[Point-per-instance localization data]
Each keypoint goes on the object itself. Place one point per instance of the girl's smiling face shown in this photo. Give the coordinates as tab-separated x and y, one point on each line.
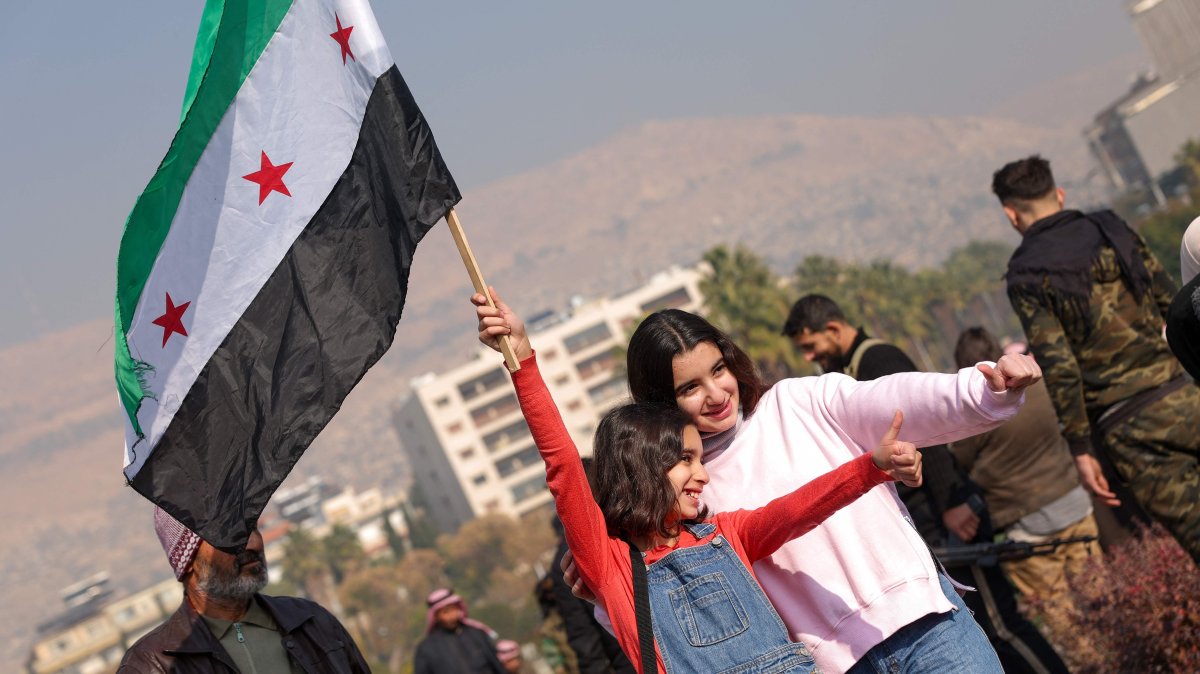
706	389
688	476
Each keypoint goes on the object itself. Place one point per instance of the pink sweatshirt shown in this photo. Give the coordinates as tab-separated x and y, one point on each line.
864	573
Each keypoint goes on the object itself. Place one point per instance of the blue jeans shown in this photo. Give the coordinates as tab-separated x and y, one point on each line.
711	614
940	642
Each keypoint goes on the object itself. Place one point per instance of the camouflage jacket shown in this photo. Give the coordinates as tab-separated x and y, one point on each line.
1099	353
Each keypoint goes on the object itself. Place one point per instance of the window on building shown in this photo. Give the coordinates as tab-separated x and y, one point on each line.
483	384
595	365
609	390
529	488
495	409
504	438
510	464
672	300
587	337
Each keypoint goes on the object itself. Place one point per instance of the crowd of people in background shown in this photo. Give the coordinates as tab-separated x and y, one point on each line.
1036	456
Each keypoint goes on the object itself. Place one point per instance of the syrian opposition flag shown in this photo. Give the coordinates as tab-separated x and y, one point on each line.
264	268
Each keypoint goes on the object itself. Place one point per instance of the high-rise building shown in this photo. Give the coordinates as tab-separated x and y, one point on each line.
466	439
1137	137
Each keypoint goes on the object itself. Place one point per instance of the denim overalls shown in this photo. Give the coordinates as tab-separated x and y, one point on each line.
711	614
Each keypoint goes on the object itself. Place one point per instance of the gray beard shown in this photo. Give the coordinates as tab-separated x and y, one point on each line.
234	587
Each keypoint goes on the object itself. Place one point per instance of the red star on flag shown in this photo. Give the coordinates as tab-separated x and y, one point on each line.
343	38
269	178
172	320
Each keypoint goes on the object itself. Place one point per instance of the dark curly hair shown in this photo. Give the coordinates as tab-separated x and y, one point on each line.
635	446
1023	181
666	334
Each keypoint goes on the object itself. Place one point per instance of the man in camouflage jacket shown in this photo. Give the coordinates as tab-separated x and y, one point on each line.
1092	299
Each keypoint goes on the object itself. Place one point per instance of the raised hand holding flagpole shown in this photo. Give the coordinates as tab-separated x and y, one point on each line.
477	280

** PROBLEM DESCRIPTION **
An exact repeat of all the data is required, pictures excluded.

** RESULT FOR THIS EXERCISE **
Each keypoint goes on the object itself. Place one point per instance of the girl's smiling face shown in this photo. Give the coordinates as tab-separated x and y, one point on each line.
706	389
688	476
Each keypoint goes on the object itself. Place one point per instance of the pink sweatshirt shown in this photo. Give the coordinates as tab-separated x and y, one point on each line.
864	573
Each keypoint goes on the object itself. Place one point per instance of the blue jeans shown in this photo. Give the coordinates as tab-separated x and y, one point on each line.
711	614
940	642
Each keypoint goes on the object itself. Place one point per instance of the camouflage jacket shown in this photo. Give the coordinates as tab-separated x and y, one point on each line.
1099	353
Each keypoint goes on the object itself. Place one point per instance of the window on building shown in this photo. Give the coordinates as tab-separated x and y, one point on each line.
483	384
595	365
609	390
529	488
495	409
504	438
510	464
672	300
587	337
Each keypoint goes on the object itself. Place one point per instance of the crowd of people in background shown in this photo. Give the coordinates as tab-separated x and y, one point on each line.
1036	456
Each keypoint goes on the object itself. Place one point per instance of the syrian opposition flag shown in this photo. Give the coordinates as tab-separated x and y, one point on each line.
264	268
Each keypoint goes on the object itself. Place one point per instance of the high-rise building shown in this photo. Give the coordinates as tab-separated x and y, one point on each line.
466	439
1137	137
Each keypoint goes on the object itself. Place one point per instance of the denim overalls shown in this photo. Give the coordinates as tab-separated x and y, one point on each line.
711	614
Each keypoint goes on the object itself. Place one point per instance of the gray beard shown in this photo. Give the coordinates as tab-separated x and y, one point on each line.
234	587
Each keypoint goes on the object itself. Place one point per instance of the red star on flag shown in this photo. Give the coordinates as tab-separated x and y, one point on each line.
343	38
269	178
172	320
Each keypoint goes on the object itself. Place one point per instance of the dark curly hair shown in this photo. Give the coordinates as tab-separated x and y, one point on each line.
635	446
1023	181
666	334
Each keypoint goes on the object itself. Place one point per instance of the man in camouflage jacket shown in this photo. Give the coordinates as tab-separated x and y, one point on each line.
1092	299
Each keypoint goes on the object itself. Place one point per instance of the raised hand holding flagpole shown in this photo. Give the coordinates as tab-separated x and y, one point on each line.
477	280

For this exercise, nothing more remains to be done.